**Assigned task 1**
Copy each line of the records that contains the string "positive", matching case exactly.

**Document passage**

++++++

\section{Sturmian Words}
A De Bruijn word is the shortest word that contains all subwords
of a given length. \par
Let's now solve a similar problem: given an alphabet, we want to
construct a word that contains exactly $m$ distinct subwords of
length $n$.
\vspace{2mm}
% TODO: better, intuitive description
In general, this is a difficult problem. We'll restrict ourselves
to a special case: \par
We'd like to find a word that contains exactly $m + 1$ distinct subwords
of length $m$ for all $m < n$.
\definition{}
We say a word $w$ is a \textit{Sturmian word} of order $n$
if $\mathcal{S}_m(w) = m + 1$ for all $m \leq n$. \par
We say $w$ is a \textit{minimal} Sturmian word if there is no shorter
Sturmian word of that order.
\problem{}
Show that the length of a Sturmian word of order $n$ is at least $2n$.
\begin{solution}
In order to have $n + 1$ subwords of length $n$, a word must have at
least $(n+1) + (n-1) = 2n$ letters.
\end{solution}
\vfill
\pagebreak
\problem{}
Construct $R_3$ by removing four edges from $G_3$. \par
Show that each of the following is possible:
\begin{itemize}[itemsep=2mm ]
\item $R_3$ does not contain an Eulerian path.
\item $R_3$ contains an Eulerian path, and this path \par
constructs a word $w$ with $\mathcal{S}_3(w) = 4$
and $\mathcal{S}_2(w) = 4$.
\item $R_3$ contains an Eulerian path, and this path \par
constructs a word $w$ that is a minimal Sturmian word
of order 3.
\end{itemize}
\begin{solution}
Remove the edges $\texttt{00} \rightarrow \texttt{01}$,
$\texttt{01} \rightarrow \texttt{10}$,
$\texttt{10} \rightarrow \texttt{00}$, and
$\texttt{11} \rightarrow \texttt{11}$:
\begin{center}
\begin{tikzpicture}
\begin{scope}[layer = nodes]
\node[main] (00) at (0, 0) {\texttt{00}};
\node[main] (01) at (2, 1) {\texttt{01}};
\node[main] (10) at (2, -1) {\texttt{10}};
\node[main] (11) at (4, 0) {\texttt{11}};
\end{scope}
\draw[->]
(00) edge[loop left] node[label] {$0$} (00)
(10) edge[bend left] node[label] {$1$} (01)
(01) edge[bend left] node[label] {$1$} (11)
(11) edge[bend left] node[label] {$0$} (10)
;
\end{tikzpicture}
\end{center}
\linehack{}
Remove the edges $\texttt{00} \rightarrow \texttt{00}$,
$\texttt{01} \rightarrow \texttt{10}$,
$\texttt{10} \rightarrow \texttt{01}$, and
$\texttt{11} \rightarrow \texttt{11}$. \par
The Eulerian path starting at \texttt{00} produces \texttt{001100},
where $\mathcal{S}_2 = \mathcal{S}_3 = 4$.

++++++

**Assigned task 2**
According to the passage on Sturmian words, what word does the Eulerian path starting at 00 produce?

++++++

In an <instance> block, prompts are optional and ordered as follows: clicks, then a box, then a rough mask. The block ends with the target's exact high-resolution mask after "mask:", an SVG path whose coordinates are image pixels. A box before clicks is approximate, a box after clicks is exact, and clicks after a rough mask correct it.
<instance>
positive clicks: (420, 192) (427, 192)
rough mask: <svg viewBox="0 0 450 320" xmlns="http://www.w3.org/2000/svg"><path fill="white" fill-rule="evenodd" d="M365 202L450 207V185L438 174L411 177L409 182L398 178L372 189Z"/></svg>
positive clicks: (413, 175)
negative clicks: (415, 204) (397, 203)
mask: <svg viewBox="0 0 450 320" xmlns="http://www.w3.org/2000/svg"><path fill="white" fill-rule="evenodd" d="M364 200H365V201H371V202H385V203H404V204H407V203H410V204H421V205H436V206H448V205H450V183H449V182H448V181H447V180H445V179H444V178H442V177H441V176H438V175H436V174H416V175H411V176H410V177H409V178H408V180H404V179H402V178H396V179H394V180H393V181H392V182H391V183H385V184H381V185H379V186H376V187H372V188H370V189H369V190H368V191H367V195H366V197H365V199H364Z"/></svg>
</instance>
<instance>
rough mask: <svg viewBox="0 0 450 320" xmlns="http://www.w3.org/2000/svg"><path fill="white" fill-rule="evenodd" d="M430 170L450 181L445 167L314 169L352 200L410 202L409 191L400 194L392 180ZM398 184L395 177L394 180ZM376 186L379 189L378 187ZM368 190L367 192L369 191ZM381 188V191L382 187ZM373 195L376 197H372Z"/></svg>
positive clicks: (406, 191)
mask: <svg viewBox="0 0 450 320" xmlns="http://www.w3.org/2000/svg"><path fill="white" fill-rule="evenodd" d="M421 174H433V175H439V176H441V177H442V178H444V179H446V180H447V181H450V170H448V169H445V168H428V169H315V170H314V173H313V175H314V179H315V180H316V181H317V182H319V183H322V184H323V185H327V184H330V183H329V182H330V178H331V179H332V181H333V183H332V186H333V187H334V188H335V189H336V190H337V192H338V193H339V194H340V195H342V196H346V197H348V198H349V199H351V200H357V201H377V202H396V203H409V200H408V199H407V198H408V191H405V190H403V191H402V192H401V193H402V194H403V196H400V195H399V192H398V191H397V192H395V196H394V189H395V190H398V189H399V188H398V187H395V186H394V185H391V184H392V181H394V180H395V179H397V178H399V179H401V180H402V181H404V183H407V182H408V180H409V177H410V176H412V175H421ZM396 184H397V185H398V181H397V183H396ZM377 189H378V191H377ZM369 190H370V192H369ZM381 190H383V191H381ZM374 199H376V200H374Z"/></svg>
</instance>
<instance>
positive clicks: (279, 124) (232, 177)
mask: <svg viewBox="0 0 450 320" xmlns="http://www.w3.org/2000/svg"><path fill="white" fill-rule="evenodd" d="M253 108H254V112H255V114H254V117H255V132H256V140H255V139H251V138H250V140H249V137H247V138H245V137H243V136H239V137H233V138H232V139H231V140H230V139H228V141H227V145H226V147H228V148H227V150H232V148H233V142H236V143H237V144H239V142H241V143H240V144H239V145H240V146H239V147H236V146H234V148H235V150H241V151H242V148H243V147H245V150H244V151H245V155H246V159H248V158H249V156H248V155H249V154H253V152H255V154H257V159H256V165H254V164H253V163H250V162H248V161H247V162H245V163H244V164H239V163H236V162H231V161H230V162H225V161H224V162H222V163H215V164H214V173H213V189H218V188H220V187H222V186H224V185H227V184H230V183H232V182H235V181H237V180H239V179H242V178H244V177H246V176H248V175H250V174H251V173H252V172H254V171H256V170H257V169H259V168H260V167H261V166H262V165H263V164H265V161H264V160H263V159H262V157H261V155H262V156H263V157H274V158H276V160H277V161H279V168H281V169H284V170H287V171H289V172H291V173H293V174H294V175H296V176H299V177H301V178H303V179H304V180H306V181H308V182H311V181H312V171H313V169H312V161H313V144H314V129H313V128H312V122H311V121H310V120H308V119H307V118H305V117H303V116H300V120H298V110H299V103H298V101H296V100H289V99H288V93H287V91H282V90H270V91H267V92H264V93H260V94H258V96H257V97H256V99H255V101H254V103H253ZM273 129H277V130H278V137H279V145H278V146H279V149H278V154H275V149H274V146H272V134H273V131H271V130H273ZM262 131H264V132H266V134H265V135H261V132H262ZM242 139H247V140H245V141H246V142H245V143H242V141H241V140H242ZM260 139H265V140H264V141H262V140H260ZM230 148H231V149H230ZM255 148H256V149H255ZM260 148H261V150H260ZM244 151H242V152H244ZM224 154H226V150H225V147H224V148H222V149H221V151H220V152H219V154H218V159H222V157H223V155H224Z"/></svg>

++++++

**Exercise output 1**
positive clicks: (420, 192) (427, 192)
positive clicks: (413, 175)
positive clicks: (406, 191)
positive clicks: (279, 124) (232, 177)

**Exercise output 2**
001100